EXERCISE OBJECTIVE =>
Would it be possible to quote, exactly and in full, the lines from the one with "Your task: look at the preceding image and identify the wooden" through the end of the entries below?

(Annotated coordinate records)
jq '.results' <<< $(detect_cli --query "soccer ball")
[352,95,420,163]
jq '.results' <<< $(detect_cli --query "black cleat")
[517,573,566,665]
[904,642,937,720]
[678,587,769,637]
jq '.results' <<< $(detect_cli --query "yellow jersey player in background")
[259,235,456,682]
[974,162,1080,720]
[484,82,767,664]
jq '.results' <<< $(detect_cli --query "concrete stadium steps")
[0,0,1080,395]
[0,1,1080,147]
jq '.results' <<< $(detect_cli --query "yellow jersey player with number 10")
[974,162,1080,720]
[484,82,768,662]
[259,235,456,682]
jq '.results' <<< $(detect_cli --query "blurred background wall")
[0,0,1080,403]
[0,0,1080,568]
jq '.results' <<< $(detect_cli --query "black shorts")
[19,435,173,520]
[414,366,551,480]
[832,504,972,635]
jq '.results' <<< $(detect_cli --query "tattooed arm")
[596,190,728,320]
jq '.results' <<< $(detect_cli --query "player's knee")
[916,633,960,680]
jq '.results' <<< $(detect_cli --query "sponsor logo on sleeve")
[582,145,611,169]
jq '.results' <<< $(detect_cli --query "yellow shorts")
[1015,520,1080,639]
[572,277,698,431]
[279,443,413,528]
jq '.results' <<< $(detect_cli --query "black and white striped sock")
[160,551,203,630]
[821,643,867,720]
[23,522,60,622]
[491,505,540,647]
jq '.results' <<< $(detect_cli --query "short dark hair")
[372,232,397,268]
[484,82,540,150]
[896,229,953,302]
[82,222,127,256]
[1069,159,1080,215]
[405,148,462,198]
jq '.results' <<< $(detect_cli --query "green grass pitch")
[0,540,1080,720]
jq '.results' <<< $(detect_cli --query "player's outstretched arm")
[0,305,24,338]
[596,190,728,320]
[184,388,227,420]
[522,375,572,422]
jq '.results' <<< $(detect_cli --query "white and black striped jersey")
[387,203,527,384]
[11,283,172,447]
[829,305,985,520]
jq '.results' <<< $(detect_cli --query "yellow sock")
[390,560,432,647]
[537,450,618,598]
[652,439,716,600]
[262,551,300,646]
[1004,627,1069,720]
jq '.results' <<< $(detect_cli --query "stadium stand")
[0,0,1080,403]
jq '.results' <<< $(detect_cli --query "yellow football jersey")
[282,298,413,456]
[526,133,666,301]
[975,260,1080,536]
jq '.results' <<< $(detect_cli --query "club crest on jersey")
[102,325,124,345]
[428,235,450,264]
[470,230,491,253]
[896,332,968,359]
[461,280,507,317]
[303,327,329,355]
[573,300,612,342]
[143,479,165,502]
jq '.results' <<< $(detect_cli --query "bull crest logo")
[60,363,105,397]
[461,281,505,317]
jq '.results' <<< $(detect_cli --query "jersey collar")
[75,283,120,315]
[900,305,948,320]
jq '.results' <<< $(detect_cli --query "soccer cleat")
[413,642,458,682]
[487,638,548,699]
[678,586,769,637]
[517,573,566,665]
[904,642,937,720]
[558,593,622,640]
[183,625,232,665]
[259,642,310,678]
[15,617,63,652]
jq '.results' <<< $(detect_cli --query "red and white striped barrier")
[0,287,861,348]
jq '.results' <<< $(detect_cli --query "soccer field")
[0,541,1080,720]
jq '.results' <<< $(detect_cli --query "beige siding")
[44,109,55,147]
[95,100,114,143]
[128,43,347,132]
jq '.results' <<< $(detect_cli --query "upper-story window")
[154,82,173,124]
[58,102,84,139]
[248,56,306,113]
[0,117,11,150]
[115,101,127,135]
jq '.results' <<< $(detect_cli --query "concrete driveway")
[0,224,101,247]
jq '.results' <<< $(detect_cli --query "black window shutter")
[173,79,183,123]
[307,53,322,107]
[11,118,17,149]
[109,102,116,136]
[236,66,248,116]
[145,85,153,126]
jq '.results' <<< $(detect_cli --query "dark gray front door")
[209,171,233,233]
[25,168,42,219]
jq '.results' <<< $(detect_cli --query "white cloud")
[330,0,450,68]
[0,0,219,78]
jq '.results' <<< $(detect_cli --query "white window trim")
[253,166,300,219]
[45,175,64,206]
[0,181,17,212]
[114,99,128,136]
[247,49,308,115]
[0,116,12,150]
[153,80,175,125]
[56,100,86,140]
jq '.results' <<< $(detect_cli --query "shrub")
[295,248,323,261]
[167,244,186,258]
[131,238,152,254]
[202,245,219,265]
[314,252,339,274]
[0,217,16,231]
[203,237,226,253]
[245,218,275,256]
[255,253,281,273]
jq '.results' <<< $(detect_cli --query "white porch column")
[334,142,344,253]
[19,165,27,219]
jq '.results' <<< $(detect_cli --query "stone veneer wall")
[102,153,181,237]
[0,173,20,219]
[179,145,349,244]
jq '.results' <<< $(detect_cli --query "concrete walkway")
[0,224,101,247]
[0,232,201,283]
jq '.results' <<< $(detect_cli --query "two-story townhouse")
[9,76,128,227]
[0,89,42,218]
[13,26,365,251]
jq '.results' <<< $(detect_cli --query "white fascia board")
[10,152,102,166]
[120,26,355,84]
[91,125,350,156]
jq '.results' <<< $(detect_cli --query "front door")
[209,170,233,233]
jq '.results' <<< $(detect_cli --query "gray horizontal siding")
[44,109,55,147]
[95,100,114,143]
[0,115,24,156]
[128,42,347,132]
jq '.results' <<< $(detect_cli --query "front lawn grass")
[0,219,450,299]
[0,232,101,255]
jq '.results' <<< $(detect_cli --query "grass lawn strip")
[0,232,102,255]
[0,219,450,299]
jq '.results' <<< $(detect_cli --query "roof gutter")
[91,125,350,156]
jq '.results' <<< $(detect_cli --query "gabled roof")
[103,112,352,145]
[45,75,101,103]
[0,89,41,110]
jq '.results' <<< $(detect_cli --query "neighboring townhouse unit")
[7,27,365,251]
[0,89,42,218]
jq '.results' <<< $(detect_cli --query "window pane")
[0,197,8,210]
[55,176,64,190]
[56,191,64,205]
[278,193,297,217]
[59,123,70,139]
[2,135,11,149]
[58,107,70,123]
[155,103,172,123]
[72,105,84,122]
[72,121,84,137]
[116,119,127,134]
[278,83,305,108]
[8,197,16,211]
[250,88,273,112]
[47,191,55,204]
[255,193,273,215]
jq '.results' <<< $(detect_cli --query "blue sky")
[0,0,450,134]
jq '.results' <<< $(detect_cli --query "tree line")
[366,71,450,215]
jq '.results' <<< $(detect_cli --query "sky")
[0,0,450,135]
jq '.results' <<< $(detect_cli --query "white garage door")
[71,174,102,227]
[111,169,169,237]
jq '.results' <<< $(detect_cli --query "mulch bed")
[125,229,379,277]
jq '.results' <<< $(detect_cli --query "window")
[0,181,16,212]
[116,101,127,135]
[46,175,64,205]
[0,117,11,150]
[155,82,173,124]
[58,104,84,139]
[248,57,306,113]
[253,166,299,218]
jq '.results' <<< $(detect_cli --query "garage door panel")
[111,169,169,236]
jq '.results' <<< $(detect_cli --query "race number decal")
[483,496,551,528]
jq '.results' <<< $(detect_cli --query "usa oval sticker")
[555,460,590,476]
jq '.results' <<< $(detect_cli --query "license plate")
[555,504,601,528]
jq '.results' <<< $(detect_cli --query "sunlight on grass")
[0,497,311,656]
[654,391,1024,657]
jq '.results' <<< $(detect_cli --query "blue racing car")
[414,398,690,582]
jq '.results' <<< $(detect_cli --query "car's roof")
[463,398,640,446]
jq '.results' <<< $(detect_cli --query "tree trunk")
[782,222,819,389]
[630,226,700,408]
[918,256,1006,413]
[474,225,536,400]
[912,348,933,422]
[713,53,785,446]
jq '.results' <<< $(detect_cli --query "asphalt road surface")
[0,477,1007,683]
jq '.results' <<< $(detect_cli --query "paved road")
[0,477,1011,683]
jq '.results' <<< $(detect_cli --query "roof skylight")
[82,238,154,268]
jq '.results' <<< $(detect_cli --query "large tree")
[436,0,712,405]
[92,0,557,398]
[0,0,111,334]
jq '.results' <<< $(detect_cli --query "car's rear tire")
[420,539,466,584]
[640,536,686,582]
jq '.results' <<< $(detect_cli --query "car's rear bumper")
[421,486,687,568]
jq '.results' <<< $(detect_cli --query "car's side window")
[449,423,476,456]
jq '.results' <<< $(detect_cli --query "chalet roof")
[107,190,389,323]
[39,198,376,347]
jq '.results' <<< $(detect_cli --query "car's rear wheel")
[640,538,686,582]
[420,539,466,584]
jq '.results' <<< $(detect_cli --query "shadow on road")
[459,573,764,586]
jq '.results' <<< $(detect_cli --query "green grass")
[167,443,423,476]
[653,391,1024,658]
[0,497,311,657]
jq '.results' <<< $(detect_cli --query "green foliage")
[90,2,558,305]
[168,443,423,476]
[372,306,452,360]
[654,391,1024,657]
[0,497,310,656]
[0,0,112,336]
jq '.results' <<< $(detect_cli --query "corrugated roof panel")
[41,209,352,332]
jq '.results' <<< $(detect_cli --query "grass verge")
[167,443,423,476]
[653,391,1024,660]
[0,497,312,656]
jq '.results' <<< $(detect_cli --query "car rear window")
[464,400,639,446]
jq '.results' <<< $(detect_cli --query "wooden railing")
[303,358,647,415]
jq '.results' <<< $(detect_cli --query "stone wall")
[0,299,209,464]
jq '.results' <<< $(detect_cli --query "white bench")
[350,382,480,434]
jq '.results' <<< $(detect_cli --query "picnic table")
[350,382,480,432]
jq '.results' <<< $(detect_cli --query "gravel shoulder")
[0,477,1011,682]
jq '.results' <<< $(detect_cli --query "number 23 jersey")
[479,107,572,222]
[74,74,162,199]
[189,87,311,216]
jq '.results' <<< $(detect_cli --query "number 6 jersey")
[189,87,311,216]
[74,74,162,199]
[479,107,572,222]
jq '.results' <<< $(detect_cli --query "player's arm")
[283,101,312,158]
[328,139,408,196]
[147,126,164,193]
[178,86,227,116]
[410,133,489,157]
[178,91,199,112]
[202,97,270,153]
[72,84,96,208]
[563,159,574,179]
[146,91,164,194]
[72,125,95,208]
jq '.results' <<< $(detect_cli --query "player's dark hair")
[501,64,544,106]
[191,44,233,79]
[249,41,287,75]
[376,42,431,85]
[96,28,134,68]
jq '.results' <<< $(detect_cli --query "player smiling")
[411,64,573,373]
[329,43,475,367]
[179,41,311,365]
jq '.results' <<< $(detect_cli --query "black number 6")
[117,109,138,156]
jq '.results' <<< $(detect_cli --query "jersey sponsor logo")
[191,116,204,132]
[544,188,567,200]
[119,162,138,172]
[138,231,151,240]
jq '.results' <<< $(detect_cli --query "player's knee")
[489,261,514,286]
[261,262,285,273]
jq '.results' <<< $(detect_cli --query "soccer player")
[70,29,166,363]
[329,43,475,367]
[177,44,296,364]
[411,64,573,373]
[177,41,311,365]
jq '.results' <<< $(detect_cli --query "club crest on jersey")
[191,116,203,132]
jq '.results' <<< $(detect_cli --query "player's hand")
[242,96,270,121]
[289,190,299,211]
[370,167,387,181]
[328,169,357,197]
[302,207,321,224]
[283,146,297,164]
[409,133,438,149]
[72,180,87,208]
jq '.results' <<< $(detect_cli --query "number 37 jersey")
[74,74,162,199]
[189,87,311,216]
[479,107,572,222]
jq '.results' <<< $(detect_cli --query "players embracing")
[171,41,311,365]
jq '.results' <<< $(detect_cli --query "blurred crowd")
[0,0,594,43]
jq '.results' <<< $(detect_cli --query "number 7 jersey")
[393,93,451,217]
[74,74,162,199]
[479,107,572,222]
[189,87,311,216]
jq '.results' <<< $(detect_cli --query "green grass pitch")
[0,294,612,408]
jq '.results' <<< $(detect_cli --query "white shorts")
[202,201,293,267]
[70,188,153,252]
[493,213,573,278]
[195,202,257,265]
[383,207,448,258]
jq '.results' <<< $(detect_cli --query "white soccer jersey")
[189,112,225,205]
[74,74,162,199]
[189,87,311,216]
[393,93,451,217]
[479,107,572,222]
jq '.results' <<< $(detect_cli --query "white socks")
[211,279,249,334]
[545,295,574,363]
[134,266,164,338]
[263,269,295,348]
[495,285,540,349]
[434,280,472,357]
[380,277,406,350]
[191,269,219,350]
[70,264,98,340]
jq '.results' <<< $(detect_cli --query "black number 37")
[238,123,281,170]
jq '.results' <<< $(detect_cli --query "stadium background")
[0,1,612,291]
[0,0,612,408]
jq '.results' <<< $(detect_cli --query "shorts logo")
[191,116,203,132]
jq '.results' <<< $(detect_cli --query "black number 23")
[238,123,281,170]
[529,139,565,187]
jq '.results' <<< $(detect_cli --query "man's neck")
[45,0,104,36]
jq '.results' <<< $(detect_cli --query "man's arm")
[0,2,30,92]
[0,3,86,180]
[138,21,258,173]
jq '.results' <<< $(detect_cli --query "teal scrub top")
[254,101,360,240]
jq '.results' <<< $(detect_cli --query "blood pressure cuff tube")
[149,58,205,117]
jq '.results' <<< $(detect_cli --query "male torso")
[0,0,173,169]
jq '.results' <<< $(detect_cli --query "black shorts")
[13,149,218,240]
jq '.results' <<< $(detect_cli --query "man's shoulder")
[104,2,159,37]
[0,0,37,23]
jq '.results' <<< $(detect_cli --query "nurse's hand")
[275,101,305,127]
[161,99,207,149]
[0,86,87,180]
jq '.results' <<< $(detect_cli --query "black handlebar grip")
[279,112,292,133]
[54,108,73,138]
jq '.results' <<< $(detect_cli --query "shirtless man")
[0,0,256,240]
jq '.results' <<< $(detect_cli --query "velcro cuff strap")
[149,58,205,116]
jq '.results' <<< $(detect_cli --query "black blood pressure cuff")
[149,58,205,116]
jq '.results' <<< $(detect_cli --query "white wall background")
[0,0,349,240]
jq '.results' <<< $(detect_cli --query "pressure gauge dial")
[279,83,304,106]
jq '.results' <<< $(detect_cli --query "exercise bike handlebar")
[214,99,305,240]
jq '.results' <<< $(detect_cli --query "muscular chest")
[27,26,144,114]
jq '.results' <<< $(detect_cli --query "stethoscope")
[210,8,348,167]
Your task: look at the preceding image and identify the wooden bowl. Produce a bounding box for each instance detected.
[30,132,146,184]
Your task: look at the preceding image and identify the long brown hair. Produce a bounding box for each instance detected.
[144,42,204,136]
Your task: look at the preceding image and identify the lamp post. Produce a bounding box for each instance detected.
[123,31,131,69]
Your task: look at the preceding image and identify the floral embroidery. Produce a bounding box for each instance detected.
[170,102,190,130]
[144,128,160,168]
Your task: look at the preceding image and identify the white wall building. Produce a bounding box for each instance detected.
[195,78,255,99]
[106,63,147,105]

REPLY TO THE EXERCISE =>
Your task: look at the preceding image and identify the wooden bowl. Produce a bounding box for each instance detected.
[30,132,146,184]
Your task: look at the preceding image and identify the long brown hair. Produce a bounding box for each instance detected.
[144,42,204,136]
Your task: look at the preceding image and identify the lamp post. Produce a bounding box for each instance detected.
[123,31,131,69]
Your task: look at the preceding image and identify the floral embroidery. Produce a bounding box for each instance detected.
[170,102,190,130]
[144,128,160,168]
Your task: look at the preceding image and identify the white wall building. Produce a bounding box for each instance detected.
[195,78,255,99]
[106,63,147,105]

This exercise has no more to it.